## [Text to read]
** Start **

The political dimensions of the Affordable Care Act are becoming more zombie-like with each passing week.  According to the Kaiser Health Foundation, public support for health reform has not only remained stubbornly underwhelming, it has just taken a recent downturn.  While it's too early to tell if this is bad news or statistical variation, there's no denying President and his allies are being forced to fight one-on-one with undead employer pessimism, oppositional Republicans and the CLASS Act's failures, while more ever more issues slowly stumble closer.  And who can blame the living Dems for their post-apocalyptic anxiety? It was only yesterday that the ACA was a signature achievement and the world was a wonderful place of Congressional majorities, fawning media support and supreme self-confidence.

While supporters of health reform may take comfort in the notion that the zombies have been unorganized and are attacking the margins, the DMCB worries that the Kaiser poll slide may portend a worrisome Romero-esque development: unable to grasp the details if the Affordable Care Act, Americans' support for it was always based less on the underlying policy and more on the President himself.  A slip in support, therefore, has less to do with the law's merits and more with a shift in what people fundamentally think about Mr. Obama.

With just over a year until the elections, that's a scary thought for this Halloween. It seems the folks inside the White House fence have a fight on their hands.

** End **

## [Exercise tasks]
**a)** Transcribe the Affordable Care Act text word for word, everything from "While supporters of health" down to "fight on their hands.".
**b)** Name each thing the Affordable Care Act text says the President and his allies are being forced to fight one-on-one.

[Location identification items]
** Start **

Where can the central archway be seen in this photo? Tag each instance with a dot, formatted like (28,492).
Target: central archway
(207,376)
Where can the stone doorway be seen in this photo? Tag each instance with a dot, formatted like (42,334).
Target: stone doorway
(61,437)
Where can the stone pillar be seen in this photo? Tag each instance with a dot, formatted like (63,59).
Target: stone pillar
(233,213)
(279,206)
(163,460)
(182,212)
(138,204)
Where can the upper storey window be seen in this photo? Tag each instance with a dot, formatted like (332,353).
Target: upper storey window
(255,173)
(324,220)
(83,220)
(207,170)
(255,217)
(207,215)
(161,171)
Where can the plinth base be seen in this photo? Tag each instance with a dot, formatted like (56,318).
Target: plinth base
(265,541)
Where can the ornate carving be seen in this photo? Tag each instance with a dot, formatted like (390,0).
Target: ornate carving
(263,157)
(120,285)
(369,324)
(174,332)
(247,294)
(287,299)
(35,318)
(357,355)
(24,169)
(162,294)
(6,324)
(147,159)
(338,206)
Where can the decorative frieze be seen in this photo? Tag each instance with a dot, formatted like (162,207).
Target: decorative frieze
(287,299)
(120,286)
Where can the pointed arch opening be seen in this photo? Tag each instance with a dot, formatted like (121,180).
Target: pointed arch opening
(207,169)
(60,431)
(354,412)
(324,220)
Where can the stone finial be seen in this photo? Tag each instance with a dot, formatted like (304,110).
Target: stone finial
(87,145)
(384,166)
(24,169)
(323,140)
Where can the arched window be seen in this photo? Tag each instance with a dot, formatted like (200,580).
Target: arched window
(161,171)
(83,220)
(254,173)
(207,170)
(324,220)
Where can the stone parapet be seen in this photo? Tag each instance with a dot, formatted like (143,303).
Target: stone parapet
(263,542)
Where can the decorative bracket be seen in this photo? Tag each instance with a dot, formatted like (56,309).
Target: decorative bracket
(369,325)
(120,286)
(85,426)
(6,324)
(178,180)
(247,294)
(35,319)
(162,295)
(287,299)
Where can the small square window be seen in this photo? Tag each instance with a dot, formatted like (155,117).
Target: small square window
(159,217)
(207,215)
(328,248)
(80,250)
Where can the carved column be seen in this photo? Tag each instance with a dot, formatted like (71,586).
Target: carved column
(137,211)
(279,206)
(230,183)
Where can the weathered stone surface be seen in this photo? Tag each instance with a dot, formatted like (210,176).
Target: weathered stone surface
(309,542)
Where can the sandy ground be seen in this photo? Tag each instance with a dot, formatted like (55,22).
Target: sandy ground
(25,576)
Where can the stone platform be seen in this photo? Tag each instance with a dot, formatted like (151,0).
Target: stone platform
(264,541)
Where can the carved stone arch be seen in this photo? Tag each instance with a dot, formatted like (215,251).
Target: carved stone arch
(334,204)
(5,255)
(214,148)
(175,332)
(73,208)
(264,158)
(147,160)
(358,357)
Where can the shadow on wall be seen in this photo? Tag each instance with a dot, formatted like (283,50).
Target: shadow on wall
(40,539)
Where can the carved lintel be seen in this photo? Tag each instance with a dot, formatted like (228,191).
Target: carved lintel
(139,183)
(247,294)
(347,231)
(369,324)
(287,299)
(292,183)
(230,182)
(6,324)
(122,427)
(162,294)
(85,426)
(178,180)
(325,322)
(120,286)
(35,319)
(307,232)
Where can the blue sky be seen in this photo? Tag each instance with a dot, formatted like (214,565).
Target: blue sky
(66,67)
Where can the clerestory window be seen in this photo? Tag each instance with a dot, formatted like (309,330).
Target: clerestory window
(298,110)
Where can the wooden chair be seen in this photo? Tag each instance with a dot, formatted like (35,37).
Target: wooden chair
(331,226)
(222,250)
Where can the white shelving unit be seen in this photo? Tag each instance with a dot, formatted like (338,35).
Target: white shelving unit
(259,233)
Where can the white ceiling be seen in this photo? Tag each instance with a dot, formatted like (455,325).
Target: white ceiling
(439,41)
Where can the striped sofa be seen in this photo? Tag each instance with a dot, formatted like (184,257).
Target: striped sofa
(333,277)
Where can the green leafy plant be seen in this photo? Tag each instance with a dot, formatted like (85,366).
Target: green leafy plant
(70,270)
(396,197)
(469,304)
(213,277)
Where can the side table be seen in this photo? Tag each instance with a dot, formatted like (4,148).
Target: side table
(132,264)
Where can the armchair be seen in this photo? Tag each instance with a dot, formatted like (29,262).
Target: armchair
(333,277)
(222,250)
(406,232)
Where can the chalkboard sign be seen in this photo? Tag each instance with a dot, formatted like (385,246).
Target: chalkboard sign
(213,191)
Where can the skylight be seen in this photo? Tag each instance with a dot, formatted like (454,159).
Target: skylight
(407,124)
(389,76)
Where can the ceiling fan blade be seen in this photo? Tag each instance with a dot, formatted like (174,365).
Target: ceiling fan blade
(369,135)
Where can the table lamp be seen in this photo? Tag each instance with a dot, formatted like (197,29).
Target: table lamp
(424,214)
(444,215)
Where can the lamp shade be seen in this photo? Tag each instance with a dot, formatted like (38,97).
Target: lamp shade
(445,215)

** End **

## [Expected outputs]
**a)**
While supporters of health reform may take comfort in the notion that the zombies have been unorganized and are attacking the margins, the DMCB worries that the Kaiser poll slide may portend a worrisome Romero-esque development: unable to grasp the details if the Affordable Care Act, Americans' support for it was always based less on the underlying policy and more on the President himself.  A slip in support, therefore, has less to do with the law's merits and more with a shift in what people fundamentally think about Mr. Obama.

With just over a year until the elections, that's a scary thought for this Halloween. It seems the folks inside the White House fence have a fight on their hands.

**b)**
- Undead employer pessimism
- Oppositional Republicans
- The CLASS Act's failures